Records of labeled points
■ ■ ■ ■ ■ ■ ■
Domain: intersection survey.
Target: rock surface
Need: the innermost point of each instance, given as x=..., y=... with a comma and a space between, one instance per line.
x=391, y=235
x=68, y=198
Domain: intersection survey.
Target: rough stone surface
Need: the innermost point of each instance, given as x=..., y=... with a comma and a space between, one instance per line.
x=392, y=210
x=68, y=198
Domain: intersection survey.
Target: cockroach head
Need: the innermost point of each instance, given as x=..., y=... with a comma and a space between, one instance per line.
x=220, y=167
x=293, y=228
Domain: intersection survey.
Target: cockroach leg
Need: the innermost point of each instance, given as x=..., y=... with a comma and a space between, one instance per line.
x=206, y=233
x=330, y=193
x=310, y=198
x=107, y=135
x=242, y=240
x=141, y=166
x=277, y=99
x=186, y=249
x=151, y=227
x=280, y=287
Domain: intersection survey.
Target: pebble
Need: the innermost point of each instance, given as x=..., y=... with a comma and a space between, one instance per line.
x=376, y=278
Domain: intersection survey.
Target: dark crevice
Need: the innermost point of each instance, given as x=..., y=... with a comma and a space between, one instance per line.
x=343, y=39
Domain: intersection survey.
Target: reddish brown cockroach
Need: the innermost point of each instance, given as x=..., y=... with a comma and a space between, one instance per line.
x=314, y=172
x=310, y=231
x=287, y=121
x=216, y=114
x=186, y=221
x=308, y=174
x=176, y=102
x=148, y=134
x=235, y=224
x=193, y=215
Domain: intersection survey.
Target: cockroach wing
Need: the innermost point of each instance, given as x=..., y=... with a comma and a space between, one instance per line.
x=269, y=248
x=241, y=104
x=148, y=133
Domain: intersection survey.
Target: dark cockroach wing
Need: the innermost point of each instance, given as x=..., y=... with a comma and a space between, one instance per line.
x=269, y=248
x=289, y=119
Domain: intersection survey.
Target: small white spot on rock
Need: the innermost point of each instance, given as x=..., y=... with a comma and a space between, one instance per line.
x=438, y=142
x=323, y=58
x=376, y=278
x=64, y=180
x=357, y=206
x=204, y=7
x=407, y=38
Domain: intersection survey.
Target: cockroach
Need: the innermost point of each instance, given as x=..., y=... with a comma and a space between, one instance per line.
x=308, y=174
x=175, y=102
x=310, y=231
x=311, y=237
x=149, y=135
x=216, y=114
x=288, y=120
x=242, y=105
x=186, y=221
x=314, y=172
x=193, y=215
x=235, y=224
■ ■ ■ ■ ■ ■ ■
__Work required__: Output the material as a two-column CSV with the columns "request" and "points", one row per request, putting each request's text and its points in a single quoted field each and turning line breaks into spaces. Cover only everything from the start of the material down to the line containing "x=293, y=228", both ends included.

__Expected output__:
request,points
"Domain: intersection survey. Target: rock surface Need: the innermost point of each instance, given as x=..., y=... with a comma and a space between, one instance per line.","x=391, y=235 x=68, y=198"
"Domain: intersection survey. Target: rough stone surface Need: the innermost point of each instance, given as x=..., y=... with a comma and a space between, one instance per line.","x=392, y=210 x=68, y=198"
"Domain: intersection survey. Target: cockroach head Need: the innermost point of each instance, given as x=..., y=... with a comma and a space between, one instance per line.","x=220, y=167 x=293, y=228"